WORK INSTRUCTIONS: Render every entry exactly as it appears.

(Collected data entries)
════════════════

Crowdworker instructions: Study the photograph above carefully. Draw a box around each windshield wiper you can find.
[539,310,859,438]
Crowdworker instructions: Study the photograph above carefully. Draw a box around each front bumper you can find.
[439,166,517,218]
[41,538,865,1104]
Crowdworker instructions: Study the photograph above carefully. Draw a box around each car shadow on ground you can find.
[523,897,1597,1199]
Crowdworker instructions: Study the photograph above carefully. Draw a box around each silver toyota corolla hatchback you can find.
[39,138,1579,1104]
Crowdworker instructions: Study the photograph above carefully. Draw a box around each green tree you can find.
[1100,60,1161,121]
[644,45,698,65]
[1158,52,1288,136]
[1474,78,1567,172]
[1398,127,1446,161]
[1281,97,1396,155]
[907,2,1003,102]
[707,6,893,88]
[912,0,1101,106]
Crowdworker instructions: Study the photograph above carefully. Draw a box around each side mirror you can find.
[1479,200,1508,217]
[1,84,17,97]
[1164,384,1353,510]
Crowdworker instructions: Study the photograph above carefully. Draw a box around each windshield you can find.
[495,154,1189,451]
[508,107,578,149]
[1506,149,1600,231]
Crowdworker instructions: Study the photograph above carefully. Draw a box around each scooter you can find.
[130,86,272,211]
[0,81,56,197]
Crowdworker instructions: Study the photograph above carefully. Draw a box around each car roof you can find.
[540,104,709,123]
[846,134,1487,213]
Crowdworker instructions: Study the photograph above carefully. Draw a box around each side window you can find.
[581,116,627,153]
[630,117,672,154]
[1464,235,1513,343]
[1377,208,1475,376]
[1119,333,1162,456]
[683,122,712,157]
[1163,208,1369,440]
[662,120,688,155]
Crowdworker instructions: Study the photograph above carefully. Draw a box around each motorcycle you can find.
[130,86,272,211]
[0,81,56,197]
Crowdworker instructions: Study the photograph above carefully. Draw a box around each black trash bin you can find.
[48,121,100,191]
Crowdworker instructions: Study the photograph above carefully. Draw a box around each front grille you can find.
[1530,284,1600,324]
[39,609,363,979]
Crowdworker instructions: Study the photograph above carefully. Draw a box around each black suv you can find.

════════════════

ANSWER SECTION:
Crowdworker instructions: Study the photograph above carefully. Draw a box around each windshield wiper you can find.
[539,310,859,438]
Crowdworker instructions: Study the photograph above carefully. Draw a box around each front bumper you can find.
[439,166,517,218]
[41,538,865,1104]
Crowdworker instructions: Study the photograph above carefully. Draw a box around each car shadow on ground you can find.
[523,897,1597,1199]
Crowdworker instructions: Study the photograph above carefully. Draw a box around each silver toyota corolla hatchback you can find.
[39,138,1579,1104]
Crowdworker instructions: Study the photograph above carefully. Draw a box around each green tree you can find.
[1100,60,1161,121]
[644,45,698,65]
[1158,52,1288,136]
[1474,78,1567,172]
[1398,127,1446,161]
[1281,97,1396,155]
[907,2,1003,102]
[707,6,893,88]
[912,0,1101,106]
Crowdworker instructions: Study the photograph above carefully. Draw a box around each side mirror you can find.
[1479,200,1508,217]
[1,84,17,97]
[1164,384,1353,510]
Crowdworker instructions: Study the photograph above carefully. Draw a box around each windshield you can find.
[495,154,1189,451]
[508,107,578,149]
[1506,149,1600,231]
Crowdworker instructions: Study the photograph above carefully. Draw a box around each scooter you can find.
[130,86,272,211]
[0,81,56,197]
Crowdworker instructions: Study the photograph above carefully. Draw a box around each car roof you can find.
[540,104,709,123]
[846,134,1487,213]
Crowdworker instructions: Study the photograph above carefully. Draw a box around each side window you can find.
[581,116,627,153]
[630,117,672,154]
[1464,235,1513,343]
[1377,208,1475,376]
[1119,333,1162,456]
[683,122,712,157]
[1163,208,1369,440]
[662,120,688,155]
Crowdworker instructions: Study the photograph above carefully. Draw a box around each motorcycle you can find.
[130,86,272,211]
[0,81,56,197]
Crowdworker instructions: Study the photograph above carefully. Draw a box around each black trash bin you can find.
[48,121,100,191]
Crowdworker instructions: Study the photograph above carefully. Draw a box around each front grille you can find.
[1530,284,1600,324]
[39,609,363,979]
Crowdworker instructions: Study the photograph above carefully. Draw a box around each black suv you can find.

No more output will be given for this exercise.